To do: What the task requires is each entry, restated exactly.
'''
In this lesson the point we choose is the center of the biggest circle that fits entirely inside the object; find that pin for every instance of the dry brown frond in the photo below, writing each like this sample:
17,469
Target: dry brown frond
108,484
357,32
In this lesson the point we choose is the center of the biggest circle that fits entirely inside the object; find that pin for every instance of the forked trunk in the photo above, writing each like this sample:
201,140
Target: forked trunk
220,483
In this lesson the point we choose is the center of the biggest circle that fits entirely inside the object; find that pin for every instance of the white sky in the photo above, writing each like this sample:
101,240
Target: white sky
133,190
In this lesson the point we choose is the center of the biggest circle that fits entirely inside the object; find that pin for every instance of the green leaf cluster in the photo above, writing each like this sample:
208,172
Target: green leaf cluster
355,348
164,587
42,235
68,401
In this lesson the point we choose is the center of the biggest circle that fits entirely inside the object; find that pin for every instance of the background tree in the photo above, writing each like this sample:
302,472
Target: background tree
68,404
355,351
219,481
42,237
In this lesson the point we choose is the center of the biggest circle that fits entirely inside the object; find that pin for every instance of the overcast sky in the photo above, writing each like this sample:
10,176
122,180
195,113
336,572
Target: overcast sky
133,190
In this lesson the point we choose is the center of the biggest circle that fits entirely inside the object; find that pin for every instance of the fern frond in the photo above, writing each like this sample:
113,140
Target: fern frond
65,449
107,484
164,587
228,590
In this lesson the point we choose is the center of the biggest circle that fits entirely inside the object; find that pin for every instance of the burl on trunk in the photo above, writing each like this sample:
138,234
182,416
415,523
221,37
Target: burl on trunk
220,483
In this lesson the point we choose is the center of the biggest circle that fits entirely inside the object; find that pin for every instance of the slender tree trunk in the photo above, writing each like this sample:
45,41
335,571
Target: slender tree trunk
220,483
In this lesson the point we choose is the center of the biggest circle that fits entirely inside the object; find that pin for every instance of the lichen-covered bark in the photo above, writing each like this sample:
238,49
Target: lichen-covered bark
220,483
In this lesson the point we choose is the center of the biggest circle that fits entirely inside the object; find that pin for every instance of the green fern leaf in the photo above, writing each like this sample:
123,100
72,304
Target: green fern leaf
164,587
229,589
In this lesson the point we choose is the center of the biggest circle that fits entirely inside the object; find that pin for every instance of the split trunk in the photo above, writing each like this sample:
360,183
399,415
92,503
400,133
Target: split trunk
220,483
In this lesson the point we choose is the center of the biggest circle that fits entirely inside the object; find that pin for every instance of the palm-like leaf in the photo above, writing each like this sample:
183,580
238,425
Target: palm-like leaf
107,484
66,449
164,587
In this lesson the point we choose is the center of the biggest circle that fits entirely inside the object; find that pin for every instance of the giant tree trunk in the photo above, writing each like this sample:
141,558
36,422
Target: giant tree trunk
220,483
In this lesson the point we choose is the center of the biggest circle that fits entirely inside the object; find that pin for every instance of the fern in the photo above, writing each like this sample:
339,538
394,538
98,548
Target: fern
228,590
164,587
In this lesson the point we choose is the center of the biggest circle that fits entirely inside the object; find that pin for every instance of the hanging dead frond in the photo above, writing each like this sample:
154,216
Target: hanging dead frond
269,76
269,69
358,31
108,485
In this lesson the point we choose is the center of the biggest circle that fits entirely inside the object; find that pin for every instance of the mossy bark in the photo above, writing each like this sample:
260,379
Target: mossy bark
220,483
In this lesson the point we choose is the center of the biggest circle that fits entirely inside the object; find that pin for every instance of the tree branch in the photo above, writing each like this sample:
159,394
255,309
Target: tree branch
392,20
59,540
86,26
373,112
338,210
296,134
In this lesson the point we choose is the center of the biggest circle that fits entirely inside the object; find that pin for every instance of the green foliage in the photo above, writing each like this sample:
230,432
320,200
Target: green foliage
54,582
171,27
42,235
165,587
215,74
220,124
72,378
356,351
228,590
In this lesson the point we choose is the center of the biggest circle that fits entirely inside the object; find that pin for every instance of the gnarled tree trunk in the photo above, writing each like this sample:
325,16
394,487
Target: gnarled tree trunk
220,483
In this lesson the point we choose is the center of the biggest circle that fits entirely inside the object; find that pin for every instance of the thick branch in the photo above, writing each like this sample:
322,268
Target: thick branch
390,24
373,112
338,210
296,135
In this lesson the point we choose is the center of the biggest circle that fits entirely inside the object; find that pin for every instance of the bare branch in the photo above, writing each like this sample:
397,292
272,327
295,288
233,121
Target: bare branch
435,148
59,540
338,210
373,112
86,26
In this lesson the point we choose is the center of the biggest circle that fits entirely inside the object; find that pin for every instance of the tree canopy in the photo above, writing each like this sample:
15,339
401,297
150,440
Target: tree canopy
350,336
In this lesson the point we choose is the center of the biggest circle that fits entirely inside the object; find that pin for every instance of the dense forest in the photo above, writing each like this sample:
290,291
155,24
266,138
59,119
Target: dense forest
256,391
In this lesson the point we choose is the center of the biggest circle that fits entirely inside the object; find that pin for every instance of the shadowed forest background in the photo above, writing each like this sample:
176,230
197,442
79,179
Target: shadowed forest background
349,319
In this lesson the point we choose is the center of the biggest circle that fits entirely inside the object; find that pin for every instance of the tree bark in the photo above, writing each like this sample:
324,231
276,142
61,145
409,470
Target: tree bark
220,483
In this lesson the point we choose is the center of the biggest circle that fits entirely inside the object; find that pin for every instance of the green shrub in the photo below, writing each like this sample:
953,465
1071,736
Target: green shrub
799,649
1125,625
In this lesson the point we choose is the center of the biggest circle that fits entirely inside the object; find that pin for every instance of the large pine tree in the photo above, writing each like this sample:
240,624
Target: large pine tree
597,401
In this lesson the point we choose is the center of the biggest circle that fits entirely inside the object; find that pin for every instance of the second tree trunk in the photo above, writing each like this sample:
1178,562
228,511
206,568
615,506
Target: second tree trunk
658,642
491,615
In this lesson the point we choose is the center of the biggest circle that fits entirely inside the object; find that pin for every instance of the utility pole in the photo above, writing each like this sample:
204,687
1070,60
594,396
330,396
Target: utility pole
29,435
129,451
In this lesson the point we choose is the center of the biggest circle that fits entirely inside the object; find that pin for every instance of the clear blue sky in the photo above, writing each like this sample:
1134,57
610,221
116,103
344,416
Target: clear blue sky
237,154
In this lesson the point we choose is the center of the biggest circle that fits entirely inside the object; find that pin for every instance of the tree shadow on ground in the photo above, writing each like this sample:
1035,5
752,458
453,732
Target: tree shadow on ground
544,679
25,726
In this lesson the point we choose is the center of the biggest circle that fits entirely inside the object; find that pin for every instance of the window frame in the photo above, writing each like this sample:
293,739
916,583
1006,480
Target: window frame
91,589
'''
Finished task:
In this lesson the point we choose is the center of the biggest circle that fits entirely inside the object; find that pin for every instance of the dry brown frond in the photo below, writing each like this sample:
17,469
Target: dry brown frond
108,484
357,32
In this lesson the point we choose is the center of the biggest circle that fits entirely inside the object; find that pin for every instance of the forked trunk in the photo above, writing each like this sample:
201,140
Target: forked trunk
220,483
In this lesson the point we choose is the center of the biggest circle that fits entirely inside the object; find that pin for every instance of the white sky in the photo above, writing each like this sample:
101,240
Target: white sky
133,190
In this lesson the point we choose is the center of the biggest circle that fits entirely inside the object; find that pin for every instance of the green leaf cluster in the photo above, writing each like this sample:
208,172
Target: green leaf cluster
355,348
164,587
42,235
68,401
In this lesson the point we choose is the center of the biggest circle that fits entirely inside the object; find that pin for every instance of the background tree in the photo above, writing each like this sample:
302,472
Target: background tree
68,404
355,351
219,481
42,237
In this lesson the point we choose is the center of the biggest circle that fits entirely inside the object; find that pin for every instance of the overcast sky in the photo above, writing each like this sample:
10,176
122,180
195,113
336,572
Target: overcast sky
133,190
In this lesson the point we choose is the center of the biggest circle that fits entirely inside the object; find that pin for every instance of the fern frond in the photo above, writing each like this sample:
113,140
Target: fern frond
65,449
107,484
164,587
228,590
In this lesson the point we choose is the center of the biggest circle that fits entirely inside the object; find that pin for every instance of the burl on trunk in the photo above, writing each like this sample:
138,234
182,416
415,523
221,37
Target: burl on trunk
220,483
In this lesson the point we choose is the center of the biggest circle that fits entirely inside the object; find that pin for every instance of the slender tree trunk in the photo above, writing each like this sample:
45,41
335,571
Target: slender tree trunk
220,483
In this lesson the point we choose is the center of the biggest circle that fits entirely inside the object; find that pin for every instance of the lichen-covered bark in the photo above, writing each like this sample:
238,49
Target: lichen-covered bark
220,483
In this lesson the point we choose is the center of the biggest circle that fits entirely inside the object; find that pin for every instance of the green fern leaf in the photo above, writing each like this sample:
123,100
72,304
Target: green fern leaf
164,587
229,589
In this lesson the point we choose is the center of the biggest circle that fits entirely inside the object; find that pin for every instance of the split trunk in the photo above, writing each like this sample:
360,183
399,415
92,503
400,133
Target: split trunk
220,483
In this lesson the point we choose is the center of the biggest circle that fits entirely inside the object; find that pin for every instance of the palm-like leaf in the photo above, writing each like this sample:
183,580
238,425
Target: palm-like leaf
107,484
66,449
164,587
In this lesson the point we choose is the center of the biggest circle that fits entirely inside the object; find that pin for every instance of the giant tree trunk in the photo above, writing each like this sample:
141,558
36,422
Target: giant tree trunk
220,483
In this lesson the point we choose is the center of the biggest circle that fits entirely inside the object; find that pin for every instance of the fern in the photo above, writing each like this sample:
339,538
394,538
98,548
Target: fern
228,590
164,587
In this lesson the point we choose is the center of the biggest circle that fits entirely inside the object; find that pin for every instance of the hanging dead frond in the photo above, writing each like this sample:
154,216
Target: hanging dead frond
269,76
269,69
358,31
108,485
In this lesson the point we choose is the center of the biggest circle that fits entirely inside the object; find that pin for every instance of the mossy bark in the photo above, writing each like this sample:
260,379
Target: mossy bark
220,483
In this lesson the point we choose is the center of the biggest circle that fits entirely inside the object; find that pin for every instance of the tree branch in the photo above, writing each like this sample:
159,394
255,309
Target: tree branch
392,20
59,540
86,26
373,112
338,210
296,134
In this lesson the point we choose is the center of the biggest circle that fits entirely inside the object; find that pin for every instance of the green foliage in the photo above, writing each like this sample:
230,432
320,200
Target: green foliage
54,582
171,27
42,235
165,587
215,74
220,124
72,378
356,351
228,590
In this lesson the point we choose is the center of the biggest circle that fits entirely inside the object; find that pin for every instance of the gnarled tree trunk in the photo above, writing each like this sample:
325,16
394,487
Target: gnarled tree trunk
220,483
In this lesson the point we choose is the center of the biggest circle that fits entirely inside the object; find that pin for every instance of the thick branch in the photo above, writing each like this sample:
322,268
Target: thick branch
390,24
373,112
338,210
296,135
In this lesson the point we choose is the center of the biggest circle that fits entirely inside the object; find that pin for every instance of the bare branch in the photo above, writing each like this sample:
397,292
272,327
295,288
233,121
Target: bare branch
435,148
59,540
338,210
373,112
86,26
In this lesson the point we choose is the center of the biggest circle that fits entirely inside the object; find that pin for every instance of the tree canopy in the photo above, writing each like this sample:
15,339
401,297
150,440
Target: tree canopy
350,336
In this lesson the point we choose is the center of the biggest circle that fits entirely inside the object; find that pin for every instance of the dense forest in the photo above, writing each like this sample:
290,291
155,24
266,138
59,119
Target: dense forest
256,391
In this lesson the point we choose is the center of the biggest circle that fits entirely inside the object; find that pin for every instance of the shadowed forest background in the photo above, writing each like this sample:
176,230
197,442
79,179
Target: shadowed forest background
349,319
In this lesson the point we choose is the center of the biggest circle that fits entirely inside the object; find that pin for every instance of the tree bark in the photo above, writing each like this sample:
324,231
276,142
61,145
409,470
Target: tree bark
220,483
In this lesson the point we choose is the center of the biggest circle that fits entirely inside the object; find that pin for every instance of the green shrub in the photo below, writing each like this sample:
953,465
1071,736
Target: green shrub
799,649
1125,625
In this lesson the point we choose is the center of the biggest circle that fits entirely inside the object; find that pin for every instance of the large pine tree in the photo above, writing each like this sample:
240,624
Target: large pine tree
597,401
In this lesson the point we choose is the center of the biggest circle that fits entirely inside the object; find that pin for every instance of the second tree trunk in the photo above, writing each like this sample:
1178,562
228,511
206,568
615,506
Target: second tree trunk
658,642
491,615
In this lesson the point we choose is the center of the biggest circle that fits entirely inside the object; find that pin for every instance of the utility pole in the photo above, writing each like this sample:
204,687
1070,60
594,396
330,396
Target: utility pole
29,435
129,451
In this lesson the point we choose is the center of the biggest circle that fits entirely inside the object; find that pin for every instance of the clear blue sky in the photo above, writing each like this sample:
1134,57
610,221
116,103
344,416
Target: clear blue sky
237,154
In this lesson the point we choose is the center of the biggest circle that fits entirely inside the object; find that pin for every instance of the tree shadow on ground in the photo above, writing each like this sample:
1035,5
752,458
453,732
Target: tree shadow on ground
544,679
25,726
In this lesson the point we choose is the center of the biggest circle that fits entirely inside the object; find that pin for every instance of the window frame in the photo above, writing each like this sample:
293,739
916,583
1006,480
Target: window frame
91,589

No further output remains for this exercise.